(Saved entries)
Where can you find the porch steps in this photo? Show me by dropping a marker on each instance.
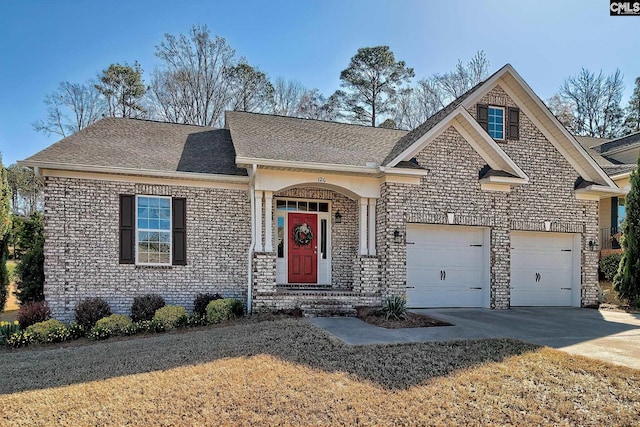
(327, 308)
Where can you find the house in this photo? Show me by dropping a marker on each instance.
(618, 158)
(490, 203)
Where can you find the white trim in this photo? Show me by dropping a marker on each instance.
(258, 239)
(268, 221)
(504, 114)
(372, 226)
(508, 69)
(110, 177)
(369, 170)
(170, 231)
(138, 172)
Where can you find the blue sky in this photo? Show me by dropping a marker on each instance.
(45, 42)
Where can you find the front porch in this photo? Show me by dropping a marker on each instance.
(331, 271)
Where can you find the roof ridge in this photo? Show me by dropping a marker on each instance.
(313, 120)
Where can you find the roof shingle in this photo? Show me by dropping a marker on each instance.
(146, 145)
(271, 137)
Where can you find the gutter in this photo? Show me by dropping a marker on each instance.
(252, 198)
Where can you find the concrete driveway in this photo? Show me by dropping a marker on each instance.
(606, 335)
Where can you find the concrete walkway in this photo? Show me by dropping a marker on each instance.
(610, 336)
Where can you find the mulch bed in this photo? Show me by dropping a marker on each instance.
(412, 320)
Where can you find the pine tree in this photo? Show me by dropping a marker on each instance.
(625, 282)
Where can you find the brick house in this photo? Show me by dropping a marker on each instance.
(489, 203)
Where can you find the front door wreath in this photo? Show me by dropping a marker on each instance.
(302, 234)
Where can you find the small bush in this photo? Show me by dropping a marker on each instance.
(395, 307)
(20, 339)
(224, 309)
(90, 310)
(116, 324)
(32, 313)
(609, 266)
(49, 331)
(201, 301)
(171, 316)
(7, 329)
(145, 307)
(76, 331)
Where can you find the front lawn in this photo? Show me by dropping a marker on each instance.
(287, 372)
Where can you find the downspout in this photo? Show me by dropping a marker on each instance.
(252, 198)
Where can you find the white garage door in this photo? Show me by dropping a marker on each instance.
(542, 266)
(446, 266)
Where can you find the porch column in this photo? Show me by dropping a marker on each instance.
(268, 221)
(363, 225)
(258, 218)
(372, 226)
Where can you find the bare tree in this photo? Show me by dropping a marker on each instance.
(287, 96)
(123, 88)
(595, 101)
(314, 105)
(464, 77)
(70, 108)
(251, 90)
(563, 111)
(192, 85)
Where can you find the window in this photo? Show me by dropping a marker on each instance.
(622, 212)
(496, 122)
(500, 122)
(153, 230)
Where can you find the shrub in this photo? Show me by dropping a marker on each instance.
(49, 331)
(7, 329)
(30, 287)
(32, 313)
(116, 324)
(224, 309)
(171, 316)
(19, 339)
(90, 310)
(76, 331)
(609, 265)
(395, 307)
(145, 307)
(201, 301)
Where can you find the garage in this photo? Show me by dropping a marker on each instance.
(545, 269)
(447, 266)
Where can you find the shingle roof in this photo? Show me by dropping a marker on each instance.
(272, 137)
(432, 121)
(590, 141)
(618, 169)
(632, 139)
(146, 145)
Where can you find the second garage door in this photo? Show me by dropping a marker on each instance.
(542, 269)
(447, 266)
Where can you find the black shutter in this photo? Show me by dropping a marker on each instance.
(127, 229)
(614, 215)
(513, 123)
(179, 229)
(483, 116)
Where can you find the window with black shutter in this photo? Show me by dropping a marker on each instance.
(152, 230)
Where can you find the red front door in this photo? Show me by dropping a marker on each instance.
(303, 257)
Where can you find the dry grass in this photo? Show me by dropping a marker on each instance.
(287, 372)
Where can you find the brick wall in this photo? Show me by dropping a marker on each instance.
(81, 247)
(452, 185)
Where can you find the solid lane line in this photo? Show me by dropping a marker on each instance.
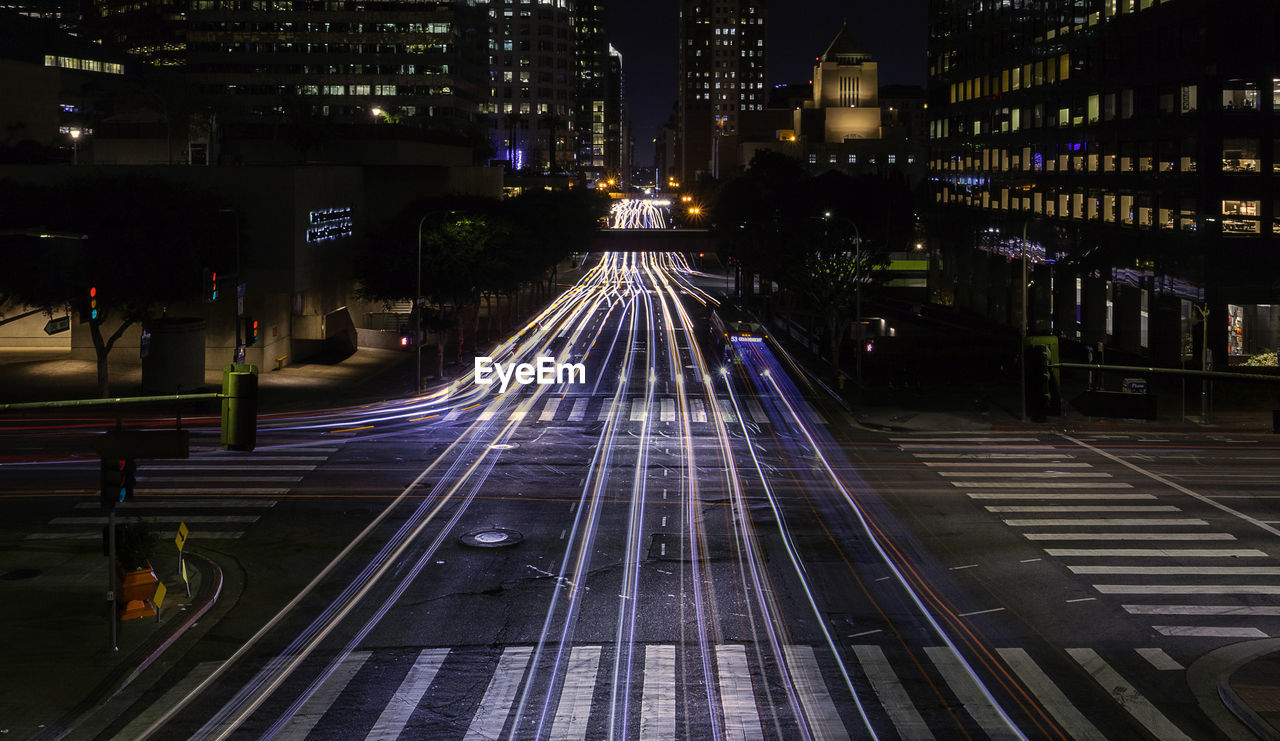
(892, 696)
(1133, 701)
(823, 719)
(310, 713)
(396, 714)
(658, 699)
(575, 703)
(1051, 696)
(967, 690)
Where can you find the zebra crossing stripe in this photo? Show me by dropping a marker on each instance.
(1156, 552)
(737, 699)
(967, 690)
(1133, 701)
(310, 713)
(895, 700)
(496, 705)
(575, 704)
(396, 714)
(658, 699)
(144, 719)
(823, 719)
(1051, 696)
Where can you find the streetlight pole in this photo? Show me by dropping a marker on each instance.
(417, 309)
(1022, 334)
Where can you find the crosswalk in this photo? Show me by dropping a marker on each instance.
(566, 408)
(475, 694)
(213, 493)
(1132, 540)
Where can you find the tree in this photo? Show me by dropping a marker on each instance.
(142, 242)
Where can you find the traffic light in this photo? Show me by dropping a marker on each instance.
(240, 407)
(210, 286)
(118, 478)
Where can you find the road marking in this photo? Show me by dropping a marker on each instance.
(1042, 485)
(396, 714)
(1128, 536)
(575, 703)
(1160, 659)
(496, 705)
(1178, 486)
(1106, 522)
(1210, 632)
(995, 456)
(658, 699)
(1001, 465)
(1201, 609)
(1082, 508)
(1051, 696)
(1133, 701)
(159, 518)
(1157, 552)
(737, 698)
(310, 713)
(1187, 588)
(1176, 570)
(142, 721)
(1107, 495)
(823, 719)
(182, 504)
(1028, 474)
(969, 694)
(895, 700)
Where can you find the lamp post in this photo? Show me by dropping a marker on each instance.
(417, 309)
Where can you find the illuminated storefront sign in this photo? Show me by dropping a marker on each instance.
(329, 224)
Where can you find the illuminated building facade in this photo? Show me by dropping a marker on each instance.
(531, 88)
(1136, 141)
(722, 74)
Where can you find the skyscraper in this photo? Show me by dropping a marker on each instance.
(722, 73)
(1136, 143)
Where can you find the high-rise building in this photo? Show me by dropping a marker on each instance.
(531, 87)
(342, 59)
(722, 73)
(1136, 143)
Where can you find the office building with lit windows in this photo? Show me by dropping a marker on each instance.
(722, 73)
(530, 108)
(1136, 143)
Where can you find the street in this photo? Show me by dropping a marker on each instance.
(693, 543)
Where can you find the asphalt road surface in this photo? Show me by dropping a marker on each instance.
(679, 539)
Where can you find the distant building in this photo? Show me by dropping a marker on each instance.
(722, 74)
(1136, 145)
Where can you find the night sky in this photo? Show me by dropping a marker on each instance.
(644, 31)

◆ TASK DETAILS ◆
Omitting the images, transcribe every record exactly.

◆ ANSWER ◆
Where can you find the porch steps in this photo? Show me by dropping a marker on each instance.
(327, 308)
Where can you find the house in this photo? Show me by dropping a marker on each instance.
(618, 158)
(490, 203)
Where can you find the white trim in this photo? Show me by dropping a marker on each instance.
(258, 239)
(268, 221)
(504, 114)
(372, 226)
(508, 69)
(110, 177)
(369, 170)
(170, 231)
(138, 172)
Where can you find the blue sky in this photo? Show me by dropping a marker on each instance.
(45, 42)
Where can you find the front porch in this photo? Show me by dropping a marker on each instance.
(331, 271)
Where can you find the roof ridge in this photo? Show me by dropping a marker on each instance.
(313, 120)
Where can you find the roof shingle in this photo? Show me by dropping a marker on each instance.
(146, 145)
(271, 137)
Where can you find the gutter in this photo? Show me by dropping a marker on each instance.
(252, 198)
Where can you find the concrete driveway in this photo? Show me by dropping a marker on each instance.
(606, 335)
Where can you find the concrete walkway in this photo? Show me by dropping a marker on each instance.
(610, 336)
Where can you find the mulch bed in this photo? Show me by dropping a marker on each instance.
(412, 320)
Where can you find the pine tree in this photo? Show me by dropping a marker on each instance.
(625, 282)
Where can you find the brick house in this photo? Show me by dropping a marker on each instance.
(489, 203)
Where can you find the front door wreath in this photo? Show me by dropping a marker on each instance.
(302, 234)
Where can you find the small bush in this photo? Show me by dropping a marker on each instance.
(395, 307)
(20, 339)
(224, 309)
(90, 310)
(116, 324)
(32, 313)
(609, 266)
(49, 331)
(201, 301)
(171, 316)
(7, 329)
(145, 307)
(76, 331)
Where can you find the front lawn in this photo? Show me by dropping a marker on each instance.
(287, 372)
Where can you find the downspout in this photo? Show me by dropping a marker on each instance.
(252, 198)
Where can you find the white garage door in this photo? Show me by dropping a marker on each instance.
(542, 266)
(446, 266)
Where can you find the porch column in this photo? Show me by dropping a marker on each instance.
(268, 221)
(363, 225)
(258, 218)
(372, 226)
Where can you find the bare tree in this photo? Show me by dropping a marker on each instance.
(287, 96)
(123, 88)
(595, 101)
(314, 105)
(464, 77)
(70, 108)
(251, 90)
(563, 111)
(192, 85)
Where can you find the window in this photo? Show me by dropping a marker on each instance.
(622, 212)
(496, 122)
(500, 122)
(153, 230)
Where can you find the shrub in this photo? Show me by dropping a marker on each instance.
(49, 331)
(7, 329)
(30, 287)
(32, 313)
(116, 324)
(224, 309)
(171, 316)
(19, 339)
(90, 310)
(76, 331)
(609, 265)
(395, 307)
(145, 307)
(201, 301)
Where can you find the garage in this photo? Show me by dropping a marker on each instance.
(545, 269)
(447, 266)
Where can you find the shingle roof in this photo? Show me by dropping a marker on each instance.
(272, 137)
(432, 121)
(590, 141)
(618, 169)
(632, 139)
(146, 145)
Where can you find the second garage door in this photo? Show me by dropping a marker on each instance.
(542, 269)
(447, 266)
Where can you find the black shutter in this photo? Show me by dropping a marker on each instance.
(127, 229)
(614, 215)
(513, 123)
(179, 229)
(483, 116)
Where can you find the window with black shutter in this photo? Show me by dropping a marker on each instance.
(152, 230)
Where can you find the red front door in this photo? Show me by dropping a marker on each instance.
(303, 257)
Where can you find the dry grass in this photo? Show me by dropping a marker on each instance.
(287, 372)
Where can you find the brick wall in this photo? Show me by dropping a marker on each instance.
(81, 247)
(452, 185)
Where can you find the solid lane line in this photo? Show me by dropping a marker on each instance.
(892, 696)
(1133, 701)
(823, 719)
(310, 713)
(396, 714)
(658, 699)
(575, 703)
(1051, 696)
(967, 690)
Where can you find the zebra crossing stripe in this photo? Show me by dropping a marker on each instance.
(1156, 552)
(737, 699)
(967, 690)
(1133, 701)
(310, 713)
(895, 700)
(496, 705)
(575, 704)
(396, 714)
(658, 699)
(144, 719)
(823, 719)
(1051, 696)
Where can you find the streetlight pole in this photo? Show me by dropping a marker on each instance.
(417, 309)
(1022, 334)
Where can you find the crosswalk in this photo? Show me by dropping a marker on each instance.
(566, 408)
(475, 694)
(213, 493)
(1132, 540)
Where can you find the tree in this photo? Show me by dropping a marker on each instance.
(142, 242)
Where can you find the traffic light in this photo? Show me by dropping a marker on each instance.
(240, 407)
(210, 286)
(118, 478)
Where can you find the road marking in this photo? Show me by dropping a marker on each instance.
(1042, 485)
(396, 714)
(1128, 536)
(575, 703)
(1160, 659)
(496, 705)
(1178, 486)
(1106, 522)
(1210, 632)
(995, 456)
(658, 699)
(1001, 465)
(1201, 609)
(1082, 508)
(1051, 696)
(1133, 701)
(159, 518)
(1157, 552)
(737, 698)
(310, 713)
(1187, 588)
(1176, 570)
(142, 721)
(1107, 495)
(823, 719)
(182, 504)
(1028, 474)
(969, 694)
(895, 700)
Where can you find the lamp post in this photo? Show me by dropping a marker on each instance.
(417, 309)
Where can you find the illuminated storefront sign in this photo? Show me by dropping a marker on each instance.
(329, 224)
Where can you find the illuminated building facade in this photo? Show me by dropping a marker on each instance.
(531, 88)
(1136, 141)
(722, 74)
Where can you find the skyscraper in this photo? Show me by dropping a marker on each instance.
(722, 73)
(1136, 143)
Where can you find the high-rise building in this photo? Show me by dropping a marker on each instance.
(531, 87)
(342, 59)
(722, 73)
(1136, 143)
Where can you find the office building with lit windows in this photo? Show me by dropping a marker on each instance.
(722, 73)
(530, 108)
(1136, 143)
Where can you find the street in this photo? Show me by dropping a marker on each instance.
(693, 543)
Where can you find the asphalt road surface in this photo? Show me by dropping a marker on each instance.
(679, 539)
Where can you find the distant building in this photo? Show me by dropping a marker on each instance.
(722, 74)
(1136, 145)
Where can you find the night sky in this photo? Show me by dropping a marker on each instance.
(644, 31)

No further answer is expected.